§ **引用文**
*****
今回は「ABC理論(論理療法)」からご紹介しましょう。米国の臨床心理学者アルバート・エリスが提唱した心理療法で、國分先生がこれを翻訳し、日本に広めました。
ABCのAとは「出来事」、Bは「考え方、すなわち出来事についての受け止め方」、Cとは「結果・あなたの気持ち」を表しています。
例えばAを「評判の商品をお勧めしたら客に『要らない!』と言われた」と設定しましょう。これは、実際の「出来事」ですね。その時のB、すなわち「出来事の受け止め方」が「もっと上手にお勧めすべきであった」「私の接客に問題があったからに違いない」だったらCはどうなるでしょうか? 「接客も満足にできない自分はセールスに向いていない」「落ち込む」という気持ちになる可能性がありませんか?
こういうABCを放置しておくと、自責の念から「鬱々気分」にならないとも限りません。
この「悪い連鎖」を断ち切るにはBの「受け止め方」について、「果たしてそう言い切れるか? そう受け止めることが適切か? そう思うに至る経過の中で『思い込み』はなかったか?」ということを、「科学者のように、事実に基づき考察・見当せよ」というのがこの論の趣旨です。
*****
§ **エントリー一覧**
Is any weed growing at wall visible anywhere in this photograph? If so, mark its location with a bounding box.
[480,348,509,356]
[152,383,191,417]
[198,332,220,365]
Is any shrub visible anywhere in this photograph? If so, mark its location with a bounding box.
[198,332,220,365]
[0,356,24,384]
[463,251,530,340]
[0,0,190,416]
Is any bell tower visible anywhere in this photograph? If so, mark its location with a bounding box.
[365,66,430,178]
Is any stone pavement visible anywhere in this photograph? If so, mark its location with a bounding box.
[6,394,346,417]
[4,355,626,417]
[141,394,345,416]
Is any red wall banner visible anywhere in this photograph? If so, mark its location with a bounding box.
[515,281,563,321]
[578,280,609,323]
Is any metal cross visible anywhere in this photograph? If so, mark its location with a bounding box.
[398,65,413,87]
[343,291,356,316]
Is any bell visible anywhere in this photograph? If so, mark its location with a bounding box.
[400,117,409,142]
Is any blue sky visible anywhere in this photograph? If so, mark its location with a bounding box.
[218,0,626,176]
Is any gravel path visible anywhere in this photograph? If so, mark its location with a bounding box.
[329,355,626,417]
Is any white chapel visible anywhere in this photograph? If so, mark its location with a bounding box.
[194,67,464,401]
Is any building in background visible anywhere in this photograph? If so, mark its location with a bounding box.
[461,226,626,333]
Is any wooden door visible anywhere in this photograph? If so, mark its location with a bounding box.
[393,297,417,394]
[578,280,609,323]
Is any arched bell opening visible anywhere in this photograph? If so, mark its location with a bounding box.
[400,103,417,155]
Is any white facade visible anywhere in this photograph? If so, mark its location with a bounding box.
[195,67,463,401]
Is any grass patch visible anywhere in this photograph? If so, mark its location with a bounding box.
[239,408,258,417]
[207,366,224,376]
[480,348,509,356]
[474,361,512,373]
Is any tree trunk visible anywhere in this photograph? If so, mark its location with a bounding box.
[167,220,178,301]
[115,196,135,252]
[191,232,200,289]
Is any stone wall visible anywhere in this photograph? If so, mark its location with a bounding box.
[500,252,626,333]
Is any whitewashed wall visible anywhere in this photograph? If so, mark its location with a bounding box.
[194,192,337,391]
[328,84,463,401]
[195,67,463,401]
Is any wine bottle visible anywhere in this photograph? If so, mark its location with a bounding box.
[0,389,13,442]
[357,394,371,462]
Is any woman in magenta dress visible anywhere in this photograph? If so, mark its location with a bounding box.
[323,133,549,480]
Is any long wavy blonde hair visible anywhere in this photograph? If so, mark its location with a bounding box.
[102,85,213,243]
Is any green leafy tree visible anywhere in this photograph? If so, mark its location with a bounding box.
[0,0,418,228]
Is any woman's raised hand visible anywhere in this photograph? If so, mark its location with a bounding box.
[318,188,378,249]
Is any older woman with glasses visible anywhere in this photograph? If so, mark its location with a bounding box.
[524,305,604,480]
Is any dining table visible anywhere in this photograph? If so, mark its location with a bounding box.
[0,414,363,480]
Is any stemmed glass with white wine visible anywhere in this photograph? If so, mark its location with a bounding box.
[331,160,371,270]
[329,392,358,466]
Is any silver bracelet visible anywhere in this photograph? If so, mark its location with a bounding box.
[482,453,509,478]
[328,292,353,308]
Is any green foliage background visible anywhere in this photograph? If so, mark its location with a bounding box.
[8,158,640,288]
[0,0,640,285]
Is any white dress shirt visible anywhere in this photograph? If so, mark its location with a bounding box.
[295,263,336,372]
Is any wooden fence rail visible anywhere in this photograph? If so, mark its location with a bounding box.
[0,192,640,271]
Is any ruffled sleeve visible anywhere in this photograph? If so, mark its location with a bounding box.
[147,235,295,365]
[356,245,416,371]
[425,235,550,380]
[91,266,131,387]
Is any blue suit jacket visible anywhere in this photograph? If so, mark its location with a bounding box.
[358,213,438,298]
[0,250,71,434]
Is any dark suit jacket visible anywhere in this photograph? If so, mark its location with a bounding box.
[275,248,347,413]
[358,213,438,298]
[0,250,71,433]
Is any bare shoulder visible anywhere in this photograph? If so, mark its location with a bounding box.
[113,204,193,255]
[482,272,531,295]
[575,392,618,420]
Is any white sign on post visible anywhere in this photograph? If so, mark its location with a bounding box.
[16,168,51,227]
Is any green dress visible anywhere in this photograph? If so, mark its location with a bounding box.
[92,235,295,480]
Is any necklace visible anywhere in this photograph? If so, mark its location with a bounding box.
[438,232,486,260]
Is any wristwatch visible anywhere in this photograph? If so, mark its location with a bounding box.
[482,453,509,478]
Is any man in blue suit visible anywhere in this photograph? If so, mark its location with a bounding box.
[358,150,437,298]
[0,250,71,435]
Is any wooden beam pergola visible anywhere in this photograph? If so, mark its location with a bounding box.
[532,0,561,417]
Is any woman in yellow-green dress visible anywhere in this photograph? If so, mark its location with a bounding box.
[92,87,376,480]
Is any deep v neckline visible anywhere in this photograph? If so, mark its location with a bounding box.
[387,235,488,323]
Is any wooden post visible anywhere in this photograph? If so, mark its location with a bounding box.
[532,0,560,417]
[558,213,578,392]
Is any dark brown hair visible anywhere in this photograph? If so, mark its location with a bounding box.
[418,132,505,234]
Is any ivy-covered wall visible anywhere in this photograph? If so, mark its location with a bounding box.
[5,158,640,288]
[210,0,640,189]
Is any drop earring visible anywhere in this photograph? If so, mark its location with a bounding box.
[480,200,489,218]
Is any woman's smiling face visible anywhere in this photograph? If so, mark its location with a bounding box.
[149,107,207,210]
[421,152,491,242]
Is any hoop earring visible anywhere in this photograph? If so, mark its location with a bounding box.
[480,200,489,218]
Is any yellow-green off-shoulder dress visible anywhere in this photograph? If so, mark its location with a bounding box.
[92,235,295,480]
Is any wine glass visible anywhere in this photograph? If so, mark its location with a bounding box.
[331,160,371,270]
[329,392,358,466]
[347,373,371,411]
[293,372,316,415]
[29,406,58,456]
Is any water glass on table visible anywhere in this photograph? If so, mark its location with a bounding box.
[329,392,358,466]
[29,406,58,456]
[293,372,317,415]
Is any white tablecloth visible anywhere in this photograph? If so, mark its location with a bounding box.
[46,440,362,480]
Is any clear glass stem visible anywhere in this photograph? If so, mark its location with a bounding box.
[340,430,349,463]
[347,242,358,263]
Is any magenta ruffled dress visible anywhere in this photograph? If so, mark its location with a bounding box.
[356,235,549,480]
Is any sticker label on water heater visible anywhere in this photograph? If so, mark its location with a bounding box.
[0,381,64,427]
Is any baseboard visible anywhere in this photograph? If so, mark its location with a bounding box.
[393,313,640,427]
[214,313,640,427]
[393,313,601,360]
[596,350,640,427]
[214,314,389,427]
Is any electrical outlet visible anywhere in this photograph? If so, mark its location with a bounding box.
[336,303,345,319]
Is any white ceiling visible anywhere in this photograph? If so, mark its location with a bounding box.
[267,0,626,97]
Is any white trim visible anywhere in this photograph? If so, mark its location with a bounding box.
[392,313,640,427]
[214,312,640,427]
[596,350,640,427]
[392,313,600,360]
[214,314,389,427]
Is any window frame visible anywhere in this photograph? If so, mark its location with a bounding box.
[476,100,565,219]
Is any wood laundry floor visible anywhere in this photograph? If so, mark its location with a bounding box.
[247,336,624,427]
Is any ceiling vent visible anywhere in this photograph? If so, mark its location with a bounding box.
*****
§ **課題 1**
ABC理論についての文章から、「今回は「ABC理論(論理療法」を含む語句で始まり「ら「鬱々気分」にならないとも限りません。」で終わる部分を、一字も変えずに書き写してください。
§ **課題 2**
ABC理論についての文章では、ABCのCは何を表すとされていますか?

§ **解答 1**
今回は「ABC理論(論理療法)」からご紹介しましょう。米国の臨床心理学者アルバート・エリスが提唱した心理療法で、國分先生がこれを翻訳し、日本に広めました。
ABCのAとは「出来事」、Bは「考え方、すなわち出来事についての受け止め方」、Cとは「結果・あなたの気持ち」を表しています。
例えばAを「評判の商品をお勧めしたら客に『要らない!』と言われた」と設定しましょう。これは、実際の「出来事」ですね。その時のB、すなわち「出来事の受け止め方」が「もっと上手にお勧めすべきであった」「私の接客に問題があったからに違いない」だったらCはどうなるでしょうか? 「接客も満足にできない自分はセールスに向いていない」「落ち込む」という気持ちになる可能性がありませんか?
こういうABCを放置しておくと、自責の念から「鬱々気分」にならないとも限りません。

§ **解答 2**
「結果・あなたの気持ち」を表しています。